● EXERCISE TASK: Quote the full listing word for word.

● RAW DATA:
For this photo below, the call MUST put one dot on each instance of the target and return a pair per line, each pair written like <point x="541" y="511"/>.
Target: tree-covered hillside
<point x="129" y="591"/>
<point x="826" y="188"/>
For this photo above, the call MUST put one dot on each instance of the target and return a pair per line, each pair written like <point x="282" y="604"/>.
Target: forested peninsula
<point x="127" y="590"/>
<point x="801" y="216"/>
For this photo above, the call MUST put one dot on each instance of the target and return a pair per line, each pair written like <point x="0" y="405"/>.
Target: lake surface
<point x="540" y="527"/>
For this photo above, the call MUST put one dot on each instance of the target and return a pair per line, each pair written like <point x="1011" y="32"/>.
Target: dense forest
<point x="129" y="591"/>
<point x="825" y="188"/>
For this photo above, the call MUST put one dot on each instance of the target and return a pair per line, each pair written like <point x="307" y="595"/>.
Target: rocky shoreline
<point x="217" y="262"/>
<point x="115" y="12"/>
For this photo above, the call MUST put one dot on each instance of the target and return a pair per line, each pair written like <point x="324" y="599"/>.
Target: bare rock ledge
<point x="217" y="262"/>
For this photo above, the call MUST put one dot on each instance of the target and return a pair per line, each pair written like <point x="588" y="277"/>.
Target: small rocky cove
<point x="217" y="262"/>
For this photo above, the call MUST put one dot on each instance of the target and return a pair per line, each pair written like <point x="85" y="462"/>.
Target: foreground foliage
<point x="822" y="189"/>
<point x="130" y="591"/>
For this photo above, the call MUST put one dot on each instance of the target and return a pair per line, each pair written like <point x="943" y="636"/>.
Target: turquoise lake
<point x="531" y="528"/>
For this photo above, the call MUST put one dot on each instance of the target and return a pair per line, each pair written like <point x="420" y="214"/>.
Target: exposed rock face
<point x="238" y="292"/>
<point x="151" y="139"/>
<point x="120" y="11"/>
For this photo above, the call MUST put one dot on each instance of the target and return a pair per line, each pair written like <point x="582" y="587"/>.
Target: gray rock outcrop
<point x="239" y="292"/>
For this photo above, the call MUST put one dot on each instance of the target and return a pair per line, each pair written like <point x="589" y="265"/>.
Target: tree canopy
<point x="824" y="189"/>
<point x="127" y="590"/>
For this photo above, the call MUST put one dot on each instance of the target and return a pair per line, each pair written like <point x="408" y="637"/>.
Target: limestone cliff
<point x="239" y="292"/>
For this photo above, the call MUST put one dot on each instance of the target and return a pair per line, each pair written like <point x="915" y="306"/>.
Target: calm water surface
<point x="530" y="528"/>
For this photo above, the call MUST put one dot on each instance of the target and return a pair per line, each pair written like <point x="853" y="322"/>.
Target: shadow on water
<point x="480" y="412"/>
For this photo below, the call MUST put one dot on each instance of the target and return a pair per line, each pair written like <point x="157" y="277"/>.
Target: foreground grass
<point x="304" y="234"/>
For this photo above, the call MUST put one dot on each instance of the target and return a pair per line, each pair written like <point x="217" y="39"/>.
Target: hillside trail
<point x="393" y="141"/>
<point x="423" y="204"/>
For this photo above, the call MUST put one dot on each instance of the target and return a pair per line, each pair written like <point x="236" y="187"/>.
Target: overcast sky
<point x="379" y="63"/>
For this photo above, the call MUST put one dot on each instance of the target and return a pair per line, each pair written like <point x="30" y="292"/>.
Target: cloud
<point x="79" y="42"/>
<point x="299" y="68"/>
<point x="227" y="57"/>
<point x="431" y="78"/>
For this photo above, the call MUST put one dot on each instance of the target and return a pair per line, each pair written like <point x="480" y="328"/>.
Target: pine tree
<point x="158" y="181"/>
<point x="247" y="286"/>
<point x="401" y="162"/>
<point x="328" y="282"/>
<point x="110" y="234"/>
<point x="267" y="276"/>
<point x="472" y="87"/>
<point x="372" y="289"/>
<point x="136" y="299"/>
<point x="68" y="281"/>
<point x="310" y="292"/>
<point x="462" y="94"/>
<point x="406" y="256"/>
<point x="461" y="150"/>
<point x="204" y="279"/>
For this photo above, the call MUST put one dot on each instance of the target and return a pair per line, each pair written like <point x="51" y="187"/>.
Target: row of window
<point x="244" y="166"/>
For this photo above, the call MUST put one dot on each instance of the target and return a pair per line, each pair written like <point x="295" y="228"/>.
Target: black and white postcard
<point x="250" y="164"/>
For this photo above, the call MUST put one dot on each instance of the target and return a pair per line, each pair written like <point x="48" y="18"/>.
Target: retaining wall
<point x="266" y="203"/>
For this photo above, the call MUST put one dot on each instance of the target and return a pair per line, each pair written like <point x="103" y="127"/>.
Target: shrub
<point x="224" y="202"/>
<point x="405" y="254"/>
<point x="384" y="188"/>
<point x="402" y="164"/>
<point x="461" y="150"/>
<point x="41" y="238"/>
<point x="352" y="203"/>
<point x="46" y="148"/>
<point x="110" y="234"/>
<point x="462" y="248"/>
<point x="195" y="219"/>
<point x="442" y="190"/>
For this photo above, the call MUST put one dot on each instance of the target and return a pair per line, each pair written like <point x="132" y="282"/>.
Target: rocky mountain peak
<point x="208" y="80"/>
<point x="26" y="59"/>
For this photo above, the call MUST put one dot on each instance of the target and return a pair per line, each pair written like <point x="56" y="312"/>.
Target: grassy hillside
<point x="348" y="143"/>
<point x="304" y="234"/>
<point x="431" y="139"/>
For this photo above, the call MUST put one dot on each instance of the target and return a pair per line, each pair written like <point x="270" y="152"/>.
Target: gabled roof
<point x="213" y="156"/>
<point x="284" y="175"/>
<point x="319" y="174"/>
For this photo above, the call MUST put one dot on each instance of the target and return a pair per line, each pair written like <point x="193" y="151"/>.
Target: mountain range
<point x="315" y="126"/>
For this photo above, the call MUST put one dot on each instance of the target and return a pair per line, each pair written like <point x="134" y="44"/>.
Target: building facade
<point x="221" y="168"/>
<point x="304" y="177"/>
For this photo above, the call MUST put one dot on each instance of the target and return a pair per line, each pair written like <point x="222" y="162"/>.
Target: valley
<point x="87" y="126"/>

● EXPECTED ANSWER:
For this photo below, the call MUST put one dot on each instance of the target and return a pair per line, each pair written like <point x="541" y="511"/>.
Target: tree-covered hillside
<point x="129" y="591"/>
<point x="826" y="188"/>
For this photo above, the call MUST put one dot on each instance of the target and return a pair per line, each pair written like <point x="282" y="604"/>.
Target: forested peninsula
<point x="127" y="590"/>
<point x="801" y="216"/>
For this photo above, the call MUST put one dot on each instance of the target and return a pair per line, each pair written like <point x="0" y="405"/>.
Target: lake surface
<point x="540" y="527"/>
For this photo above, the call MUST put one dot on each instance of the target and return a pair per line, each pair written like <point x="1011" y="32"/>.
Target: dense forest
<point x="129" y="591"/>
<point x="825" y="188"/>
For this photo above, the call MUST put one dot on each instance of the target and return a pair per line, each pair written like <point x="307" y="595"/>.
Target: rocky shoreline
<point x="217" y="262"/>
<point x="115" y="12"/>
For this photo above, the call MUST put one dot on each instance of the target and return a pair per line, each pair written like <point x="324" y="599"/>.
Target: bare rock ledge
<point x="217" y="262"/>
For this photo above, the call MUST put one dot on each instance of the target and return a pair per line, each pair written like <point x="588" y="277"/>.
Target: small rocky cove
<point x="217" y="262"/>
For this photo above, the call MUST put one dot on each instance of the target and return a pair per line, each pair written like <point x="85" y="462"/>.
Target: foreground foliage
<point x="822" y="189"/>
<point x="130" y="591"/>
For this photo above, the call MUST put one dot on each instance of the target and return a pair per line, each pair written like <point x="943" y="636"/>.
Target: turquoise lake
<point x="531" y="528"/>
For this photo above, the call MUST put one dot on each instance of the target and return a pair per line, each pair written like <point x="420" y="214"/>.
Target: exposed rock face
<point x="238" y="292"/>
<point x="151" y="139"/>
<point x="120" y="11"/>
For this photo above, the call MUST put one dot on each instance of the target and return a pair per line, each pair written like <point x="582" y="587"/>.
Target: gray rock outcrop
<point x="239" y="292"/>
For this photo above, the call MUST put one dot on each instance of the target and return a pair per line, each pair written like <point x="589" y="265"/>.
Target: tree canopy
<point x="824" y="189"/>
<point x="127" y="590"/>
For this photo above, the call MUST put one dot on each instance of the target and return a pair per line, each pair written like <point x="408" y="637"/>.
Target: limestone cliff
<point x="239" y="292"/>
For this photo above, the call MUST put one dot on each instance of the target and return a pair per line, each pair written like <point x="915" y="306"/>.
Target: calm water surface
<point x="530" y="528"/>
For this photo above, the call MUST put one dot on each instance of the target and return a pair per line, each pair written like <point x="853" y="322"/>.
Target: shadow on water
<point x="480" y="412"/>
For this photo below, the call MUST put one dot on each instance of the target and return a pair per line, each pair written like <point x="157" y="277"/>.
Target: foreground grass
<point x="304" y="234"/>
For this photo above, the call MUST put one dot on each instance of the target and return a pair per line, each pair written like <point x="217" y="39"/>.
Target: hillside trail
<point x="393" y="141"/>
<point x="423" y="204"/>
For this photo above, the call MUST put one dot on each instance of the target and return a pair per line, each pair written like <point x="236" y="187"/>.
Target: overcast sky
<point x="379" y="63"/>
For this photo above, the call MUST put one dot on each instance of the target and return a pair per line, each pair written like <point x="30" y="292"/>.
Target: cloud
<point x="79" y="42"/>
<point x="299" y="68"/>
<point x="227" y="57"/>
<point x="431" y="78"/>
For this photo above, the call MUST put one dot on each instance of the target and return a pair per line, each pair written like <point x="480" y="328"/>.
Target: pine tree
<point x="158" y="181"/>
<point x="247" y="286"/>
<point x="401" y="162"/>
<point x="328" y="282"/>
<point x="110" y="234"/>
<point x="267" y="276"/>
<point x="472" y="87"/>
<point x="372" y="289"/>
<point x="136" y="299"/>
<point x="68" y="281"/>
<point x="310" y="292"/>
<point x="462" y="94"/>
<point x="406" y="256"/>
<point x="461" y="150"/>
<point x="204" y="279"/>
For this photo above, the call MUST put one dot on each instance of the target and return a pair per line, each pair written like <point x="51" y="187"/>.
Target: row of window
<point x="244" y="166"/>
For this photo above, the call MUST put one dot on each instance of the target and return a pair per line, each pair written like <point x="295" y="228"/>.
Target: black and white postcard
<point x="250" y="164"/>
For this photo above, the call MUST put one dot on each instance of the target and return a pair per line, each pair written like <point x="48" y="18"/>.
Target: retaining wall
<point x="266" y="203"/>
For this photo above, the call MUST put one dot on each instance of the target and return a pair per line, each pair written like <point x="103" y="127"/>.
Target: shrub
<point x="224" y="202"/>
<point x="405" y="254"/>
<point x="384" y="188"/>
<point x="402" y="164"/>
<point x="461" y="150"/>
<point x="41" y="238"/>
<point x="352" y="203"/>
<point x="46" y="148"/>
<point x="110" y="234"/>
<point x="462" y="248"/>
<point x="195" y="219"/>
<point x="442" y="190"/>
For this photo above, the call MUST put one dot on each instance of the target and return a pair per line, each pair written like <point x="132" y="282"/>.
Target: rocky mountain peak
<point x="208" y="80"/>
<point x="26" y="59"/>
For this photo above, the call MUST put one dot on each instance of the target and return a pair per line, each pair written like <point x="56" y="312"/>.
Target: grassy hillside
<point x="348" y="143"/>
<point x="304" y="234"/>
<point x="431" y="139"/>
For this photo above, the call MUST put one dot on each instance of the target and return a pair per line, each pair written like <point x="270" y="152"/>.
Target: gabled roof
<point x="213" y="156"/>
<point x="284" y="175"/>
<point x="319" y="174"/>
For this photo above, the call MUST put one dot on each instance of the target and return a pair per line, each pair written like <point x="193" y="151"/>.
Target: mountain range
<point x="315" y="126"/>
For this photo above, the call MUST put one dot on each instance of the target and return a pair per line, each pair written like <point x="134" y="44"/>.
Target: building facade
<point x="221" y="168"/>
<point x="304" y="177"/>
For this photo above, the call MUST put one dot on each instance of the target and return a pair per line, each pair written like <point x="222" y="162"/>.
Target: valley
<point x="87" y="126"/>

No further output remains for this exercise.